* _GOAL_
Count the lines in the data below that contain the word "black", treating uppercase and lowercase as different. Give only the number.

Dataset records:
........
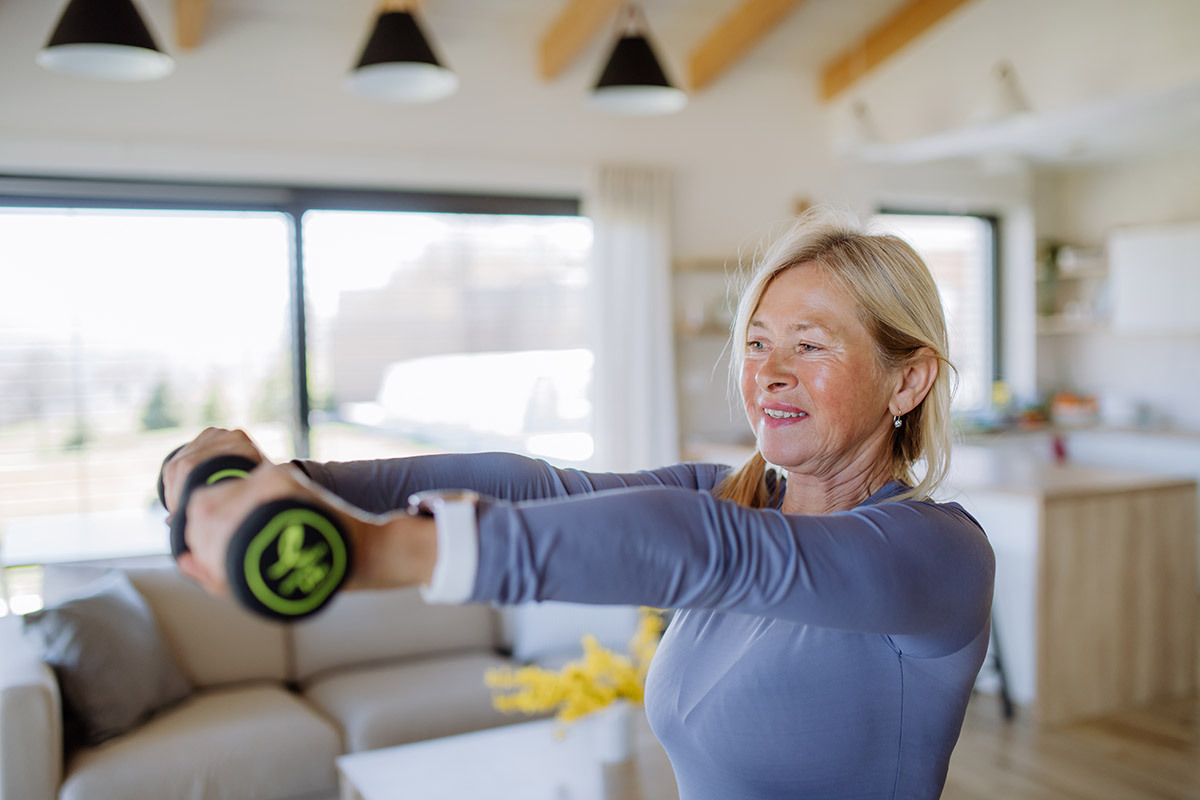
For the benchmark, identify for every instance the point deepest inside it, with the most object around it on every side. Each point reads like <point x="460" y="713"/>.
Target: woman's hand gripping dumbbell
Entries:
<point x="283" y="558"/>
<point x="214" y="525"/>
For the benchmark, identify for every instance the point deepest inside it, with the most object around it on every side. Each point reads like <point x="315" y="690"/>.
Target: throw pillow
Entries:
<point x="113" y="667"/>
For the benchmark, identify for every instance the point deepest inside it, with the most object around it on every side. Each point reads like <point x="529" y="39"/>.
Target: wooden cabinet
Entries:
<point x="1096" y="581"/>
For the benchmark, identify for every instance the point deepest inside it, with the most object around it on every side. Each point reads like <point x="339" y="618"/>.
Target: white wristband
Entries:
<point x="454" y="572"/>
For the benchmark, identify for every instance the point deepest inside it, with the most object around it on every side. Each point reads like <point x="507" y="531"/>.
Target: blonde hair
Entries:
<point x="898" y="304"/>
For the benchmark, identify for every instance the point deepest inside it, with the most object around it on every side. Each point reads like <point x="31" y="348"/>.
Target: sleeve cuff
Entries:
<point x="454" y="575"/>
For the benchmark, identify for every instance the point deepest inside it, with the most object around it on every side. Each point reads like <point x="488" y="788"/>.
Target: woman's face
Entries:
<point x="811" y="384"/>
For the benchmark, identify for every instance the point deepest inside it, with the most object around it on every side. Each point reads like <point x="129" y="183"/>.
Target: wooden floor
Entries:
<point x="1149" y="753"/>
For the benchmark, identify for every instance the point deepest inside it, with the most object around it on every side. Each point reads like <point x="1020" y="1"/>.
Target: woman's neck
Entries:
<point x="813" y="494"/>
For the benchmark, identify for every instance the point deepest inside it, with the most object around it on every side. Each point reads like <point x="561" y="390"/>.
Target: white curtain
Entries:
<point x="635" y="411"/>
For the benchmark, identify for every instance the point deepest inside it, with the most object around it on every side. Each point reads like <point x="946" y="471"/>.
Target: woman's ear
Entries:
<point x="913" y="382"/>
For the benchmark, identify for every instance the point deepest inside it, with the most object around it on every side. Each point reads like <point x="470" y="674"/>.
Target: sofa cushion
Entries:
<point x="246" y="741"/>
<point x="396" y="704"/>
<point x="106" y="649"/>
<point x="359" y="627"/>
<point x="215" y="641"/>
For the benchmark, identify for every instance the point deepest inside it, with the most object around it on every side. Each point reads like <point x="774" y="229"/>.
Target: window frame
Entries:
<point x="995" y="299"/>
<point x="291" y="200"/>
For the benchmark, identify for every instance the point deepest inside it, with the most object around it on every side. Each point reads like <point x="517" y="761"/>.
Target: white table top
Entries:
<point x="523" y="761"/>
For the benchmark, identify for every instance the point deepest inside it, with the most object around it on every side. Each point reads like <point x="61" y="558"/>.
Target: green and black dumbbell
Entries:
<point x="286" y="559"/>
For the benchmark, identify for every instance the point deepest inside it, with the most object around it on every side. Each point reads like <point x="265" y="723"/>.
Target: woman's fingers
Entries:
<point x="209" y="444"/>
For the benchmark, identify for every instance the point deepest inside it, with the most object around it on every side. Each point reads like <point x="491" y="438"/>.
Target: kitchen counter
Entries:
<point x="1096" y="579"/>
<point x="1020" y="473"/>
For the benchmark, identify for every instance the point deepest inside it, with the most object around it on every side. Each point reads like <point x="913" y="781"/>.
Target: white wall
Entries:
<point x="1067" y="55"/>
<point x="262" y="102"/>
<point x="1083" y="205"/>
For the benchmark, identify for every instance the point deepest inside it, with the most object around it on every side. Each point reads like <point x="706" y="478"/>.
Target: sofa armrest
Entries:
<point x="30" y="721"/>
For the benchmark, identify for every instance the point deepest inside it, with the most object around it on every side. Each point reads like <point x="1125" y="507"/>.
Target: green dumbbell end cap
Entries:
<point x="288" y="558"/>
<point x="216" y="477"/>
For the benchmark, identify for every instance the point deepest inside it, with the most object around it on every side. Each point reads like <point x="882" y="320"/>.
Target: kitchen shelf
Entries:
<point x="1060" y="325"/>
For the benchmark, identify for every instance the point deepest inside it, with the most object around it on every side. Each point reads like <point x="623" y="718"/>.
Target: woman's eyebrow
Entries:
<point x="796" y="328"/>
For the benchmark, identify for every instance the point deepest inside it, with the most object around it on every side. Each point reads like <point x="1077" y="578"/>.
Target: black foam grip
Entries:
<point x="162" y="489"/>
<point x="214" y="470"/>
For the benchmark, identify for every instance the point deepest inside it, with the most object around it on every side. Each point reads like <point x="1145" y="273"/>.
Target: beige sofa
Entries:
<point x="270" y="705"/>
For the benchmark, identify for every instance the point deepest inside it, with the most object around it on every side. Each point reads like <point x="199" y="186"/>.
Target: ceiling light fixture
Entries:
<point x="105" y="38"/>
<point x="1003" y="101"/>
<point x="633" y="80"/>
<point x="397" y="62"/>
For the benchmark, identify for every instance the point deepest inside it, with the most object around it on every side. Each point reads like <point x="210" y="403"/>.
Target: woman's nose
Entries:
<point x="774" y="373"/>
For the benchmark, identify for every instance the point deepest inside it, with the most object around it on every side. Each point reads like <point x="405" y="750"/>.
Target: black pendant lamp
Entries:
<point x="633" y="80"/>
<point x="105" y="38"/>
<point x="397" y="64"/>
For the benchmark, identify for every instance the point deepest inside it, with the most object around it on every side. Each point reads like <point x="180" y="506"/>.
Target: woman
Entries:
<point x="832" y="618"/>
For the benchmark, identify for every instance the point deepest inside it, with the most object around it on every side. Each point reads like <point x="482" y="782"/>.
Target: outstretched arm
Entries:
<point x="901" y="569"/>
<point x="385" y="485"/>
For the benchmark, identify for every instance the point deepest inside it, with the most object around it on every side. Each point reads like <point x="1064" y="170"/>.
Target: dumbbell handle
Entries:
<point x="214" y="470"/>
<point x="286" y="559"/>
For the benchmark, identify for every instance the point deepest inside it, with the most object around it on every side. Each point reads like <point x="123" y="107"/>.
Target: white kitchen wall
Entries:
<point x="263" y="102"/>
<point x="1159" y="371"/>
<point x="1071" y="58"/>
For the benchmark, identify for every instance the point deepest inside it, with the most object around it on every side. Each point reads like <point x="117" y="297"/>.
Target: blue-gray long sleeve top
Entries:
<point x="813" y="656"/>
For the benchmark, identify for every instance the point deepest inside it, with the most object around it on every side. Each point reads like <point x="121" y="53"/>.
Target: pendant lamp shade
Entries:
<point x="634" y="82"/>
<point x="397" y="64"/>
<point x="105" y="38"/>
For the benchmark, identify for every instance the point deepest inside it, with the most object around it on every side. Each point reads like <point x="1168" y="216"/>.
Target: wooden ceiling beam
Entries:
<point x="191" y="17"/>
<point x="733" y="37"/>
<point x="886" y="40"/>
<point x="570" y="32"/>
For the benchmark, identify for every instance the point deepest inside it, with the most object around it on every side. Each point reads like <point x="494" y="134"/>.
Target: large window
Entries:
<point x="960" y="252"/>
<point x="119" y="332"/>
<point x="448" y="332"/>
<point x="127" y="326"/>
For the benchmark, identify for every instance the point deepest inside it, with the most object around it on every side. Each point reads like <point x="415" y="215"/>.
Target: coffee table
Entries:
<point x="517" y="762"/>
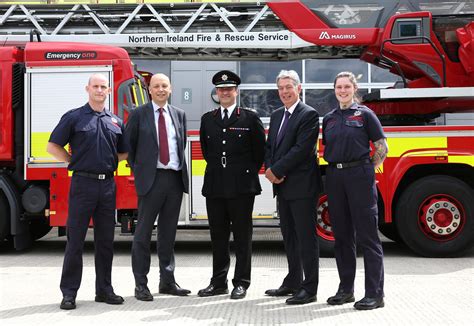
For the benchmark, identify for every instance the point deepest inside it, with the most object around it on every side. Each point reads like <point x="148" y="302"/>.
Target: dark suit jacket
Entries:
<point x="241" y="143"/>
<point x="295" y="156"/>
<point x="143" y="155"/>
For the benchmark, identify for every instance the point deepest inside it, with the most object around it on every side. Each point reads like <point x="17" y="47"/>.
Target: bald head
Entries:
<point x="98" y="90"/>
<point x="98" y="78"/>
<point x="160" y="89"/>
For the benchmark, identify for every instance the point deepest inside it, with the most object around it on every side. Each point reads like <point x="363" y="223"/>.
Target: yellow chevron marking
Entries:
<point x="465" y="159"/>
<point x="198" y="167"/>
<point x="398" y="147"/>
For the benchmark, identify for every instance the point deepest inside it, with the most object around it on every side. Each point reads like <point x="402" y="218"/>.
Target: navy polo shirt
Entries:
........
* _SOLUTION_
3